▸ How to complete this task: Using the listing below, set down each line from the line containing "Query: wooden shelf" through the line containing "Reviewer check: every instance of the green leaf", both ends included, exactly and with nothing added.
"""
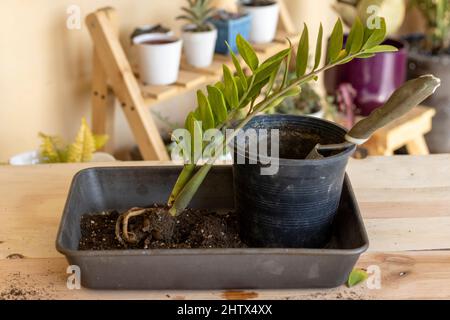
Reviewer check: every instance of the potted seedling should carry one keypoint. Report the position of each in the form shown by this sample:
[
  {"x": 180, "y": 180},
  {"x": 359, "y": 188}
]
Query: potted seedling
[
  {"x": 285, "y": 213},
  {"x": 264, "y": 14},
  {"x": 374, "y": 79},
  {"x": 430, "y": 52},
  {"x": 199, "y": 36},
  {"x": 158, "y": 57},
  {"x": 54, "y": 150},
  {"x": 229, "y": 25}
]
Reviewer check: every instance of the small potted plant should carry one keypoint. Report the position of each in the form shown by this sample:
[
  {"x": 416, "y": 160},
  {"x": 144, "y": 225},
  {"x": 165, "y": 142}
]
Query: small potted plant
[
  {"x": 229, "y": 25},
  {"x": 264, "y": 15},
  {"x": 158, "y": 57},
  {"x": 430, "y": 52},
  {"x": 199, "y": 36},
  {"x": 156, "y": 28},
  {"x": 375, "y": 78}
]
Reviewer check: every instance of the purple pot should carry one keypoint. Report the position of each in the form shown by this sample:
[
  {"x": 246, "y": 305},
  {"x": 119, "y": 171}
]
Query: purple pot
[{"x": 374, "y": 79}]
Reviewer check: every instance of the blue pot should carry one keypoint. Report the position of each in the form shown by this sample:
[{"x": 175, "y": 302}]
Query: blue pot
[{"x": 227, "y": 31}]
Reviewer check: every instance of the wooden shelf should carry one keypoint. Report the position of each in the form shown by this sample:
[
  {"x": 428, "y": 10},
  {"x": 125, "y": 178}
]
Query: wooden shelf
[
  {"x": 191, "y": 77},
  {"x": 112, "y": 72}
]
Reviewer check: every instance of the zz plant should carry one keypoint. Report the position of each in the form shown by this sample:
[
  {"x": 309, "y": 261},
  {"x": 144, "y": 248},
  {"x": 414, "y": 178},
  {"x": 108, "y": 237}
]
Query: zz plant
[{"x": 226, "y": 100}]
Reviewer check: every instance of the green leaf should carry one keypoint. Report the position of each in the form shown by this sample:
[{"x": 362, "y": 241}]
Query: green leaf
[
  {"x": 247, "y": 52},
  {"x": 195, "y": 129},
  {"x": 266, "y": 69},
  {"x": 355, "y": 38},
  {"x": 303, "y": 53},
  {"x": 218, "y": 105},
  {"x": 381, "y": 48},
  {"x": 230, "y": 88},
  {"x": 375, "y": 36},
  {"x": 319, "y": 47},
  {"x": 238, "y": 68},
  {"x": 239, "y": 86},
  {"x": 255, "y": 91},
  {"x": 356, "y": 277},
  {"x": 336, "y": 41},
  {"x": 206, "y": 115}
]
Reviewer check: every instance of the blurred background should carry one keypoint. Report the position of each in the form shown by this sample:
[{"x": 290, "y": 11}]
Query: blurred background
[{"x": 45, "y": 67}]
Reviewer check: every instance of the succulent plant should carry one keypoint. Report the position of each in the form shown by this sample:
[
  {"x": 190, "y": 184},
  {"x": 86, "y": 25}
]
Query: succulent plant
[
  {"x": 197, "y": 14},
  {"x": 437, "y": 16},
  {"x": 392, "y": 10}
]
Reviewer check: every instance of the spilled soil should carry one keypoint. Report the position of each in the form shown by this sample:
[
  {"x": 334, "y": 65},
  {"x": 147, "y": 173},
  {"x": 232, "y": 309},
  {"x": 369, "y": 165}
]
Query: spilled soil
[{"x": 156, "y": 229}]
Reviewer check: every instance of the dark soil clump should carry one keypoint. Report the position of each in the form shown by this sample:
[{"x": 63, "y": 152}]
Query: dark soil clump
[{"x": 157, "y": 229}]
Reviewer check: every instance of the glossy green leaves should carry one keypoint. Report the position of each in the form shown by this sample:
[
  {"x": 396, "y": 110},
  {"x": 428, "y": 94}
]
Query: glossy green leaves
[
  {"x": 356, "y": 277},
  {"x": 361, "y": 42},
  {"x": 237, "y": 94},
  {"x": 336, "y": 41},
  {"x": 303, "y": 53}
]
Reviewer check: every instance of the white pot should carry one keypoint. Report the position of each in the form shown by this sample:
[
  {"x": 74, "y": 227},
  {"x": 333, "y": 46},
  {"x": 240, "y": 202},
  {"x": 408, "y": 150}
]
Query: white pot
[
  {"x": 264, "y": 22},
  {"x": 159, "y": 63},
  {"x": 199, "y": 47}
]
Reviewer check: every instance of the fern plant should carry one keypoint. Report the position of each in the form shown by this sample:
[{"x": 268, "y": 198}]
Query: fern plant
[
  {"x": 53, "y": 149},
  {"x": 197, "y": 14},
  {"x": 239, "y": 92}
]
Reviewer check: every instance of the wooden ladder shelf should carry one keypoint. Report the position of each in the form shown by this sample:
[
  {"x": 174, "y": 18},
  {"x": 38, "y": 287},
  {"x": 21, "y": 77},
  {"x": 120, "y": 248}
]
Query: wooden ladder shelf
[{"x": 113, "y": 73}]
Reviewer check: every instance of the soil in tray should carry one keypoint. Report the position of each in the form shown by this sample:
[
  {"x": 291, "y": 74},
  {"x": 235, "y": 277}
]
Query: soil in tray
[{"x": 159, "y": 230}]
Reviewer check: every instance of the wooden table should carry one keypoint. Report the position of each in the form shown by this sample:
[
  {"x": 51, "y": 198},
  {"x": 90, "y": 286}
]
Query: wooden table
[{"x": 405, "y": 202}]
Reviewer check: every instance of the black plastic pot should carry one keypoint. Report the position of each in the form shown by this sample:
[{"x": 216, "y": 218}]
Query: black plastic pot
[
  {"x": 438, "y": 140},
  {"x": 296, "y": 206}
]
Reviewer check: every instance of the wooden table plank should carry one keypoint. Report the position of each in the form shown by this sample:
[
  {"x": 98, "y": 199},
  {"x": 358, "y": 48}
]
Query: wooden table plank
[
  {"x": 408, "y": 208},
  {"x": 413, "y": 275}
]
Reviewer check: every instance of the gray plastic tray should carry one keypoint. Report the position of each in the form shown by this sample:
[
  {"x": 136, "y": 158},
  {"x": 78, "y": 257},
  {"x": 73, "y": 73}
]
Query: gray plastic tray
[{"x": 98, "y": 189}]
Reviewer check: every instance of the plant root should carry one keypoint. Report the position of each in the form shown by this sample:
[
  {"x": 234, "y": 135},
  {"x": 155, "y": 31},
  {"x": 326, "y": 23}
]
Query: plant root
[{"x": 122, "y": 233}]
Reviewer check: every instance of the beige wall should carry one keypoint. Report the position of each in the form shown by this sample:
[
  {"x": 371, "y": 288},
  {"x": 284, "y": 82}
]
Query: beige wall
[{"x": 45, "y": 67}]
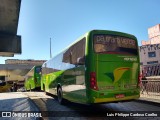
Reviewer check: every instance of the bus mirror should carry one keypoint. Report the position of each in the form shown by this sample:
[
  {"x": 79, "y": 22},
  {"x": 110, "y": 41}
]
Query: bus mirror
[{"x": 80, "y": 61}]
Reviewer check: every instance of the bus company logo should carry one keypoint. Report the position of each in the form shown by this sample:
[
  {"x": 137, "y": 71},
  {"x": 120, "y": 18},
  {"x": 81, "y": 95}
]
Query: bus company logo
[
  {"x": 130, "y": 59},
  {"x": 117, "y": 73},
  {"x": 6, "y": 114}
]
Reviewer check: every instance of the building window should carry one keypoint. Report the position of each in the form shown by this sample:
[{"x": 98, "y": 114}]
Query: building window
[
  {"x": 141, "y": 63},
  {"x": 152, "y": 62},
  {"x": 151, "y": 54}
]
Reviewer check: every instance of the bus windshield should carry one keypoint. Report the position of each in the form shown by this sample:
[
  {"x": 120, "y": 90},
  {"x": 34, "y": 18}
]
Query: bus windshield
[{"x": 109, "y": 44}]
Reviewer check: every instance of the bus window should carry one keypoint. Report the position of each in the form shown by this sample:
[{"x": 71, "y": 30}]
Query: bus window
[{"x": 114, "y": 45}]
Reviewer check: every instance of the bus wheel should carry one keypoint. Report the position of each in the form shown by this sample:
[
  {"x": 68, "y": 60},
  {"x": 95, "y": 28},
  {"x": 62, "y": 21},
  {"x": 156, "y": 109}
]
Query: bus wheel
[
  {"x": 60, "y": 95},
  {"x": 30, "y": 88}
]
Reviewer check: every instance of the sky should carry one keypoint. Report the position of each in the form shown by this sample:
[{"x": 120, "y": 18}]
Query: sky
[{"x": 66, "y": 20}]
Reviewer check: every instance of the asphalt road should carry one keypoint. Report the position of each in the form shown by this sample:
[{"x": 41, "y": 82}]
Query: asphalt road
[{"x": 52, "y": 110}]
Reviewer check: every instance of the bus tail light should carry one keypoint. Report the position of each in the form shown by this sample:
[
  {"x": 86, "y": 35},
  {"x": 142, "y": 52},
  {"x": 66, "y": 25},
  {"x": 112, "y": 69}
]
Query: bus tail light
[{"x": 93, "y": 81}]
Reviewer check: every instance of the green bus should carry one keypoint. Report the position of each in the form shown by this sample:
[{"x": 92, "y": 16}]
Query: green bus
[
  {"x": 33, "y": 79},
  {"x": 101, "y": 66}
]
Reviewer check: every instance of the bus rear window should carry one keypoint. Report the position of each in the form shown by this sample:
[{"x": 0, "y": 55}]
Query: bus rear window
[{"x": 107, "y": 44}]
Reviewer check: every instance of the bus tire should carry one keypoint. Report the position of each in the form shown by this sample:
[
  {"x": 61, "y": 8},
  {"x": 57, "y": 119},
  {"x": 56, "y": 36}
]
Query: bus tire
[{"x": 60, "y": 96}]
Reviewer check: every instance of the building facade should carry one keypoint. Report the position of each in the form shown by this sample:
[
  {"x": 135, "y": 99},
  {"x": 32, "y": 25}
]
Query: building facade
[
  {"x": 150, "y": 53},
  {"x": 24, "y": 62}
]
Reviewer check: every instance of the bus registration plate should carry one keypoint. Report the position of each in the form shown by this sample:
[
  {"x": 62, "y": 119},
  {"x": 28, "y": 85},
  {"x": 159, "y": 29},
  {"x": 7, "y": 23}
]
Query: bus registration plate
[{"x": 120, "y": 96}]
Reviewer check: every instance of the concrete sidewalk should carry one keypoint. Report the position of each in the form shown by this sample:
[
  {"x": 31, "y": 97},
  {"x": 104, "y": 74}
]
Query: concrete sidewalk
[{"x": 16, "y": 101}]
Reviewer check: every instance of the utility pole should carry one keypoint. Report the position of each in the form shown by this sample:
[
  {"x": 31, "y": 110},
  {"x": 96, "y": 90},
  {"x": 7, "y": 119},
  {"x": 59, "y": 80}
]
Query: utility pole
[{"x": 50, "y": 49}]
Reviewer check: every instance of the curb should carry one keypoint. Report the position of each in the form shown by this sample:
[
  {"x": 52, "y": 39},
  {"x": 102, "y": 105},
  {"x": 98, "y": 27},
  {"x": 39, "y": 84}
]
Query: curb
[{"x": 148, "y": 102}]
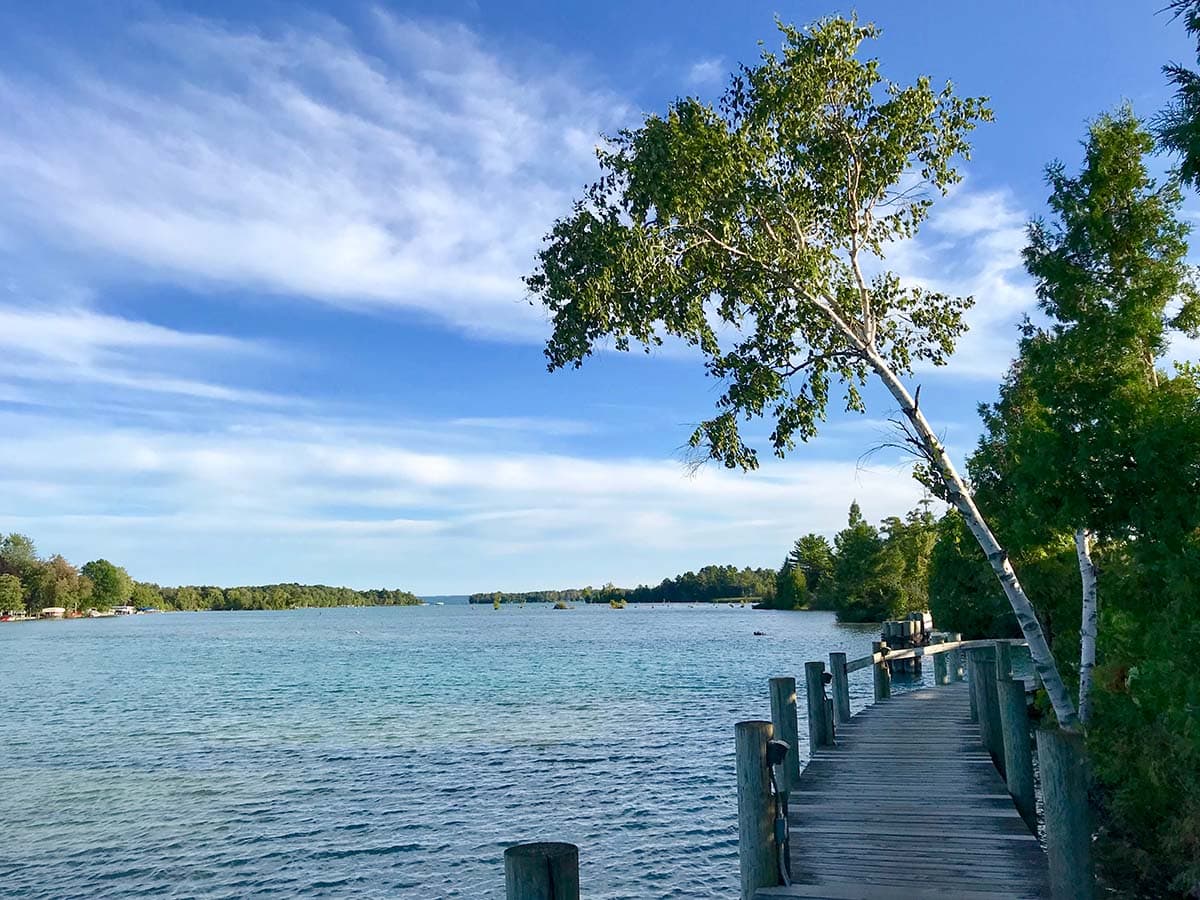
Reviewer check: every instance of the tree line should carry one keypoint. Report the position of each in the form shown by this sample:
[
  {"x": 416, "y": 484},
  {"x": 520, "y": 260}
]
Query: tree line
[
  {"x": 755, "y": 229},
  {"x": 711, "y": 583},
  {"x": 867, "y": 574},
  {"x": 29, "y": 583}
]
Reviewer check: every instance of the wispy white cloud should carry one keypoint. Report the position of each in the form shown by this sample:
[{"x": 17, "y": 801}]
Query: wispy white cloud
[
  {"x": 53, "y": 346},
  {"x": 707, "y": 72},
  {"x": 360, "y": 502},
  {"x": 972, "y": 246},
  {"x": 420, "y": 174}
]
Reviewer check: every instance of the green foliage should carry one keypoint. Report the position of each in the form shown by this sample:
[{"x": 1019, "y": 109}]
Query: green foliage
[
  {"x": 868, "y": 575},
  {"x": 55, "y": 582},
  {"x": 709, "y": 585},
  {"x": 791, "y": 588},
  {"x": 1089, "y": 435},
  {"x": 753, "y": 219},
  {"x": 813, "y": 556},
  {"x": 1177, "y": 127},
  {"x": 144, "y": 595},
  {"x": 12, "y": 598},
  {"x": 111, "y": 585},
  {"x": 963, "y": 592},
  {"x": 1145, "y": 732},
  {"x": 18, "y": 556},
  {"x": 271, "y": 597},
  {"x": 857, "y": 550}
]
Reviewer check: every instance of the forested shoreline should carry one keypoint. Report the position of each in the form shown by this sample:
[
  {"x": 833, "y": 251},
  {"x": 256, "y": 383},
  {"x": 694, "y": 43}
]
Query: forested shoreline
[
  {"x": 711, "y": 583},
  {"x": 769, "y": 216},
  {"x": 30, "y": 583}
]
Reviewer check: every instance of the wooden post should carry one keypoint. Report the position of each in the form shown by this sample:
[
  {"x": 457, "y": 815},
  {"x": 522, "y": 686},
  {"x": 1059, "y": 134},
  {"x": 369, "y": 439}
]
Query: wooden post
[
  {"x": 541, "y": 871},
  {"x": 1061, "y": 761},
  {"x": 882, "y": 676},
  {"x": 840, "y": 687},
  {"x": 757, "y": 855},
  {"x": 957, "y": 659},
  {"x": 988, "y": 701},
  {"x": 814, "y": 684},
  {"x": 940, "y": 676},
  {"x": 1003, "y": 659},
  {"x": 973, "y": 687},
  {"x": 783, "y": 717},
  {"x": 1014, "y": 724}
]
"""
▸ Task result:
Query: wooden shelf
[
  {"x": 191, "y": 77},
  {"x": 112, "y": 72}
]
Reviewer check: every instance of the zz plant should carry one keypoint. Report the position of each in the form shown by this sample:
[
  {"x": 309, "y": 261},
  {"x": 144, "y": 248},
  {"x": 414, "y": 178},
  {"x": 108, "y": 237}
]
Query: zz plant
[{"x": 226, "y": 100}]
Reviewer check: every instance of the green leaf should carry one keypoint. Report the position of each in the form shown by this sample:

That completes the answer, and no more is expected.